* _Work instruction_
Give back the line where "Please put a marker on the green plant" appears and all the lines after it until the listing ends, unchanged and with nothing else.

###

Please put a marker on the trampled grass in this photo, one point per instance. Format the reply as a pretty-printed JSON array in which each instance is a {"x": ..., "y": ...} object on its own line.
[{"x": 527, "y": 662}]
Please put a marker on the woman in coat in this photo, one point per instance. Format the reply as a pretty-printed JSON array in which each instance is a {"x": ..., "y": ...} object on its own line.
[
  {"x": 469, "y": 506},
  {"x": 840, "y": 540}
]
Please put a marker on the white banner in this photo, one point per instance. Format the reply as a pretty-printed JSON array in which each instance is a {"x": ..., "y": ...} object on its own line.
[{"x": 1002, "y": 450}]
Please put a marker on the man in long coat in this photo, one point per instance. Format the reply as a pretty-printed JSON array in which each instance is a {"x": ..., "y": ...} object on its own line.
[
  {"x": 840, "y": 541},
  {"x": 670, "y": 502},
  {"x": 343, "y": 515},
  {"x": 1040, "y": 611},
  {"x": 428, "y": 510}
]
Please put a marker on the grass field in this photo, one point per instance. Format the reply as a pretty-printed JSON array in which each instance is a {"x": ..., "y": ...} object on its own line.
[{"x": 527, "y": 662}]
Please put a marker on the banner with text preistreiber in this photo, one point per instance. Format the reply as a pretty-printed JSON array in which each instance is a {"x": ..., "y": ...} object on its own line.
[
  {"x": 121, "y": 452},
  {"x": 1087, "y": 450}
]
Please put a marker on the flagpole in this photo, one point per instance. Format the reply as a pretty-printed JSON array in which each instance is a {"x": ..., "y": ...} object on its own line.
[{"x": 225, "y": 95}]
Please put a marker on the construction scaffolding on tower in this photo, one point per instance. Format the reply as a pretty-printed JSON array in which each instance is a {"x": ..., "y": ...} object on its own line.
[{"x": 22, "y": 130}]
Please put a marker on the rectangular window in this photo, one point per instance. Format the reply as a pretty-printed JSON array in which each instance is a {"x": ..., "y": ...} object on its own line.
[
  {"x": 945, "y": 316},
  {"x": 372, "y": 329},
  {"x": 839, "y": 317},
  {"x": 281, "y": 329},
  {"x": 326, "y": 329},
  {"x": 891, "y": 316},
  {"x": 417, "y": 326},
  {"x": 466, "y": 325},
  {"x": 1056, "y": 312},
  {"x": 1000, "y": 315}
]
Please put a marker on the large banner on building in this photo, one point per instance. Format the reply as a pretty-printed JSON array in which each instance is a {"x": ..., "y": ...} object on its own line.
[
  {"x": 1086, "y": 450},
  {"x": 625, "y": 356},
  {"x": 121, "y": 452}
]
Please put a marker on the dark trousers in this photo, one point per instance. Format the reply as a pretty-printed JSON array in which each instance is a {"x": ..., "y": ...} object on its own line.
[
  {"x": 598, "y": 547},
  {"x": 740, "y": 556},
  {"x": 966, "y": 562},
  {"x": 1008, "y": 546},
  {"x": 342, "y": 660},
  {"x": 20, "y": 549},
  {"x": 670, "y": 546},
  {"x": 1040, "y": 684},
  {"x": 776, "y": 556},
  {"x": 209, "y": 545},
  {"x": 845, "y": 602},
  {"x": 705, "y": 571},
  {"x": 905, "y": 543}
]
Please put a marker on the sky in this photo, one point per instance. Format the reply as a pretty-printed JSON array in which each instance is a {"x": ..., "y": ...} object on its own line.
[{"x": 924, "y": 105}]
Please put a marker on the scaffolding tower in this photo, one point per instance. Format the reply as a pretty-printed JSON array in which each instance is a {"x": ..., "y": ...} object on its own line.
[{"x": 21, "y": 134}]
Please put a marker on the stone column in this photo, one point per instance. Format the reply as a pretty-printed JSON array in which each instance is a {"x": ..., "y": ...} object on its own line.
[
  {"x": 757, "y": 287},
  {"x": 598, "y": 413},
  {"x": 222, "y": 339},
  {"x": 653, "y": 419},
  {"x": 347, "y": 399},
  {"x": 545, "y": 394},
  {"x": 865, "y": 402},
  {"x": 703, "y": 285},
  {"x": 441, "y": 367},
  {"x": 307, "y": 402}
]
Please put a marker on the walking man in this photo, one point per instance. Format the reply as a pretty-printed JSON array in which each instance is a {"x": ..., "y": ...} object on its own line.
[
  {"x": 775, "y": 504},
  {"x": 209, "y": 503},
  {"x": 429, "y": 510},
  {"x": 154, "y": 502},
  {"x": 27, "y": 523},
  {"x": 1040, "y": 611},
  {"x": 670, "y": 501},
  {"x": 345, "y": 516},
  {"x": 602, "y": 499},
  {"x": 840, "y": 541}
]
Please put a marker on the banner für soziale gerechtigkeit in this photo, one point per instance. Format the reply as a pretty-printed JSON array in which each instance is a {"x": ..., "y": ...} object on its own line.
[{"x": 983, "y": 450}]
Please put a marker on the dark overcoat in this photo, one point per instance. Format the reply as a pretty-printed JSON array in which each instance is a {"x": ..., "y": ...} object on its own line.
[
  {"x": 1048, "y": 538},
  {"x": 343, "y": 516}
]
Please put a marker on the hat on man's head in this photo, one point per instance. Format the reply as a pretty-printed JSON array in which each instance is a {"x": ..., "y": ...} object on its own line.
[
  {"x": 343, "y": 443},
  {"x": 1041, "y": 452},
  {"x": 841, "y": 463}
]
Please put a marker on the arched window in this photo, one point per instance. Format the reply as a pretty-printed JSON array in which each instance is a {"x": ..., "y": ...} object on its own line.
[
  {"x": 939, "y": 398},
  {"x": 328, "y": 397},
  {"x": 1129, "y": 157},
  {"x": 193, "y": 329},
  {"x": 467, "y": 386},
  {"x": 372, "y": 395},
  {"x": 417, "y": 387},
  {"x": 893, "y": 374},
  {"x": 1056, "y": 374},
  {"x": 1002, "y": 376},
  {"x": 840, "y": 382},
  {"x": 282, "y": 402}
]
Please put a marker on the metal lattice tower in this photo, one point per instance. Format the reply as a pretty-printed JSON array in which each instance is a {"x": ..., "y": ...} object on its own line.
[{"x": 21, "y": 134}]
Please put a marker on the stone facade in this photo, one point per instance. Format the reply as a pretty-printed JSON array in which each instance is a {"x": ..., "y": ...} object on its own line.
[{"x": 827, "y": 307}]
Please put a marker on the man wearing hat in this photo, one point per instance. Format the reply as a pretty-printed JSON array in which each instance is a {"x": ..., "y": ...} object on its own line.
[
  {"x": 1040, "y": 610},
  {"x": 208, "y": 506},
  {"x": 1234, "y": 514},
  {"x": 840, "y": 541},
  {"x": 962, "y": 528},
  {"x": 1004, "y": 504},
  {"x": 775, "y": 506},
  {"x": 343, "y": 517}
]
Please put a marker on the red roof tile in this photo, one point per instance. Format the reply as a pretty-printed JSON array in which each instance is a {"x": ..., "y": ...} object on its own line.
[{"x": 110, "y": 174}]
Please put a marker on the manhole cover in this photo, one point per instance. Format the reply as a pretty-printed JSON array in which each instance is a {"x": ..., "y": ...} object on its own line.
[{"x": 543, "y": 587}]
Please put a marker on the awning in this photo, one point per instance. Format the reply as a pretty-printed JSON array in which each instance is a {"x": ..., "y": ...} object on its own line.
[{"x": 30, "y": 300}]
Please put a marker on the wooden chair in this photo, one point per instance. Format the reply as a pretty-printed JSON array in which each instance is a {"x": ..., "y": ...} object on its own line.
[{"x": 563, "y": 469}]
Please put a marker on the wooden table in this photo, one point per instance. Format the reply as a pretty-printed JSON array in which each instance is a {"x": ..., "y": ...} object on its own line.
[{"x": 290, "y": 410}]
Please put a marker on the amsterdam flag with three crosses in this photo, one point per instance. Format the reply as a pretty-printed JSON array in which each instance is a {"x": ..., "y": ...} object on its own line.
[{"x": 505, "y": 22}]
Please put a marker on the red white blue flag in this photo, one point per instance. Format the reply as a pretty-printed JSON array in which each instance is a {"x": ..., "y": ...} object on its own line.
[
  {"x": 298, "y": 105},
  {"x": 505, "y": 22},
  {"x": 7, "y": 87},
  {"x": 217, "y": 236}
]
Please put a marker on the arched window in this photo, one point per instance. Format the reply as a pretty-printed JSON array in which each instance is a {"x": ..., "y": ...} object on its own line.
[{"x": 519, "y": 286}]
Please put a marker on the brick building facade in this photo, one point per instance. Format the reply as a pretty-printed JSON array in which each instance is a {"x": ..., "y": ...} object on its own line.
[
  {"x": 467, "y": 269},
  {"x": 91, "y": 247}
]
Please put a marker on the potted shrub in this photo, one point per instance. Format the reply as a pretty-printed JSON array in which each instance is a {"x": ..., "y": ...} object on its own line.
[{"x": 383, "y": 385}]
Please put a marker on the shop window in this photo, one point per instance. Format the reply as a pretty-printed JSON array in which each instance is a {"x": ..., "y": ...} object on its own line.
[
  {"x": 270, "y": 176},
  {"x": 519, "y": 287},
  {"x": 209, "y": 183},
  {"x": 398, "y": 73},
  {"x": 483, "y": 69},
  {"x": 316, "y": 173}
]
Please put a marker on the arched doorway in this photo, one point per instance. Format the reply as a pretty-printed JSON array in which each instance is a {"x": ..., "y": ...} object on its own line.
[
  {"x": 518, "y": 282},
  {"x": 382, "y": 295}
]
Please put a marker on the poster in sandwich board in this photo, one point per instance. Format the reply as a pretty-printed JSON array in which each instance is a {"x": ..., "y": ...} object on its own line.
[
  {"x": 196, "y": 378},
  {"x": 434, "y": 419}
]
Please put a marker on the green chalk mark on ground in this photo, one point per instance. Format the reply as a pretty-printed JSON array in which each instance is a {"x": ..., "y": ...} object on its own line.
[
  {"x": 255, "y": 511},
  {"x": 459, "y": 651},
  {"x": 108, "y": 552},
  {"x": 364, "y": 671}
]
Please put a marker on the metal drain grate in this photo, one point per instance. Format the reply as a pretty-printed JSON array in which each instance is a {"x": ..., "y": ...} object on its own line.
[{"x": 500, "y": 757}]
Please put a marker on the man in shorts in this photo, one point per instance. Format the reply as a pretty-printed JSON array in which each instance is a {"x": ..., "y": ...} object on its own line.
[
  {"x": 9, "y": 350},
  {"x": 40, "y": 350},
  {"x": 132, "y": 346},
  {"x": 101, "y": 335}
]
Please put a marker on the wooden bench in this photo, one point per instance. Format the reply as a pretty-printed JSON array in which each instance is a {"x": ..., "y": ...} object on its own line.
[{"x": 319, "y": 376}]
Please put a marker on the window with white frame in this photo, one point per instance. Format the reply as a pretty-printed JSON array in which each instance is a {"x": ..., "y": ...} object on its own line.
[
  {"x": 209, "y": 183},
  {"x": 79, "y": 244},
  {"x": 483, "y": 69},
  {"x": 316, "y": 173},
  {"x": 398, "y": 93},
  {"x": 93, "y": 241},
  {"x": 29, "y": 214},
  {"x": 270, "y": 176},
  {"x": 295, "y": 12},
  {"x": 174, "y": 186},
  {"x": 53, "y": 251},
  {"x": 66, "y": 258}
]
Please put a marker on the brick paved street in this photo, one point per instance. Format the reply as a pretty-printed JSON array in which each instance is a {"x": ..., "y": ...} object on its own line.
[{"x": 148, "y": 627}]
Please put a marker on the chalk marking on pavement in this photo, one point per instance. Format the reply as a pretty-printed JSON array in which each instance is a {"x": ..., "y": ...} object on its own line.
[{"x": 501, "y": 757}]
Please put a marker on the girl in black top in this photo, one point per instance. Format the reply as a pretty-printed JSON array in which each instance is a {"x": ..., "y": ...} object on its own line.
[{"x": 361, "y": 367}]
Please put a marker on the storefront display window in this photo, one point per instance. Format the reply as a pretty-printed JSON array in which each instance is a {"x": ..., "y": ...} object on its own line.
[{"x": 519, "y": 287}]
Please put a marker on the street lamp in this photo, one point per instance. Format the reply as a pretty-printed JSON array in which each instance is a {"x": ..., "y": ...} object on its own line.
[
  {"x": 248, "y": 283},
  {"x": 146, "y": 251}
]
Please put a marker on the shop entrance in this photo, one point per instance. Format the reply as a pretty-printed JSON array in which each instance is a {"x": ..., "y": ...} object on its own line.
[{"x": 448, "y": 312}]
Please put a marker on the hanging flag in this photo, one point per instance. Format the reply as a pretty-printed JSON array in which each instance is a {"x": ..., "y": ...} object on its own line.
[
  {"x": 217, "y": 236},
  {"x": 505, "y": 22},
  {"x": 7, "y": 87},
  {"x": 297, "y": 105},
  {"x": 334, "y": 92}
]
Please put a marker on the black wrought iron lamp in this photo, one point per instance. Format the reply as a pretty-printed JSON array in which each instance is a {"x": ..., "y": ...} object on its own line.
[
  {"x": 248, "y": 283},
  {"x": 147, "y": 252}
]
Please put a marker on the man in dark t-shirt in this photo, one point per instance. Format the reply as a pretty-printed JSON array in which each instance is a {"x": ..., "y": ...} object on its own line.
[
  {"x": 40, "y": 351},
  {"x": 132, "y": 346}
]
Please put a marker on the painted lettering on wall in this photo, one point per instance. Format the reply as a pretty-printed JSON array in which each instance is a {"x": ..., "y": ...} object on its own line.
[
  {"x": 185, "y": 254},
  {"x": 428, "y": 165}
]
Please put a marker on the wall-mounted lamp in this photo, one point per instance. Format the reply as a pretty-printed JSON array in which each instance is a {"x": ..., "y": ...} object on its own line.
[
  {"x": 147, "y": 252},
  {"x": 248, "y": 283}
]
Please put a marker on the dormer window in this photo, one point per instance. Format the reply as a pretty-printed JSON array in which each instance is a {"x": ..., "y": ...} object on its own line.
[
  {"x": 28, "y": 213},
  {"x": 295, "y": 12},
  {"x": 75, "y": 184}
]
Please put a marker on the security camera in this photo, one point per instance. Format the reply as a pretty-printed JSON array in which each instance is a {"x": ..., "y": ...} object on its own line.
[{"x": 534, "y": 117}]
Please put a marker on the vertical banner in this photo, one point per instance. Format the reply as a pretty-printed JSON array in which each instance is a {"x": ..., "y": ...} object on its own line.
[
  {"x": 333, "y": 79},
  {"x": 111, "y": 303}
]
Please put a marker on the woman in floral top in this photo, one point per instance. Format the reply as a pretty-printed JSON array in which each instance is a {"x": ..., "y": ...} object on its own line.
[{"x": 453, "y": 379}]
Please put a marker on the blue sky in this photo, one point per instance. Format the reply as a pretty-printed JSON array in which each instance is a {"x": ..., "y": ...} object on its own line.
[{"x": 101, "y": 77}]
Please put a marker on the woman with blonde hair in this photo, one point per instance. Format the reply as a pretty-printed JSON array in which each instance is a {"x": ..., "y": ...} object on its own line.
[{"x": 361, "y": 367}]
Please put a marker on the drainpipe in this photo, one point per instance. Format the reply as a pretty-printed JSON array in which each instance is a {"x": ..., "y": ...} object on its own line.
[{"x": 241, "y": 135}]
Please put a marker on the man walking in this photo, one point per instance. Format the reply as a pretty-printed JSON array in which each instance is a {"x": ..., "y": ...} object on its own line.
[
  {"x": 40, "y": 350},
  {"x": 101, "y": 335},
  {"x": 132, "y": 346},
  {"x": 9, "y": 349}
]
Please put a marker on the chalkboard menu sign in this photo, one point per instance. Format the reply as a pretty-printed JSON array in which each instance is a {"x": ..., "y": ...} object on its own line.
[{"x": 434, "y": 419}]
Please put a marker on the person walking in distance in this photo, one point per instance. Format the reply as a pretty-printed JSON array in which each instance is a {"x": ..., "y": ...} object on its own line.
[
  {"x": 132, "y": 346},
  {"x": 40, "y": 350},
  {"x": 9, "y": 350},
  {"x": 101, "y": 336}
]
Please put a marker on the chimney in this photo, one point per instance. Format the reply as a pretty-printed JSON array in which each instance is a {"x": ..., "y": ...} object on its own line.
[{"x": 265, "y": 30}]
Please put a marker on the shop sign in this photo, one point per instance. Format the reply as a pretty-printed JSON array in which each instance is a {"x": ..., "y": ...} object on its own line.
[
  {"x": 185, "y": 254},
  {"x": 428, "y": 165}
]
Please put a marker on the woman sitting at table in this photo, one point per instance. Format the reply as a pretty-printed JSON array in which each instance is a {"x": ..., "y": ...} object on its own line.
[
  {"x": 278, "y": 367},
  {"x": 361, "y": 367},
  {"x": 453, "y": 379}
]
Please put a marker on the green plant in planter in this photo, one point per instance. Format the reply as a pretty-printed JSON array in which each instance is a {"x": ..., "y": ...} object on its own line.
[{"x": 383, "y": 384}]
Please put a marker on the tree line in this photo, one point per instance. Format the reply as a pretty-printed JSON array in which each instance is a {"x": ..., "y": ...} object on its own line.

###

* _Task result_
Please put a marker on the green plant in planter in this photo, one point per instance. Format the reply as a pretty-printed JSON array in which each instance is a {"x": ..., "y": ...} object on its own line.
[{"x": 383, "y": 384}]
Please put a marker on the tree line in this photo, one point per instance. Format the reply as a pretty-printed JSON array in which each instance is a {"x": ..., "y": ...} object on its own line.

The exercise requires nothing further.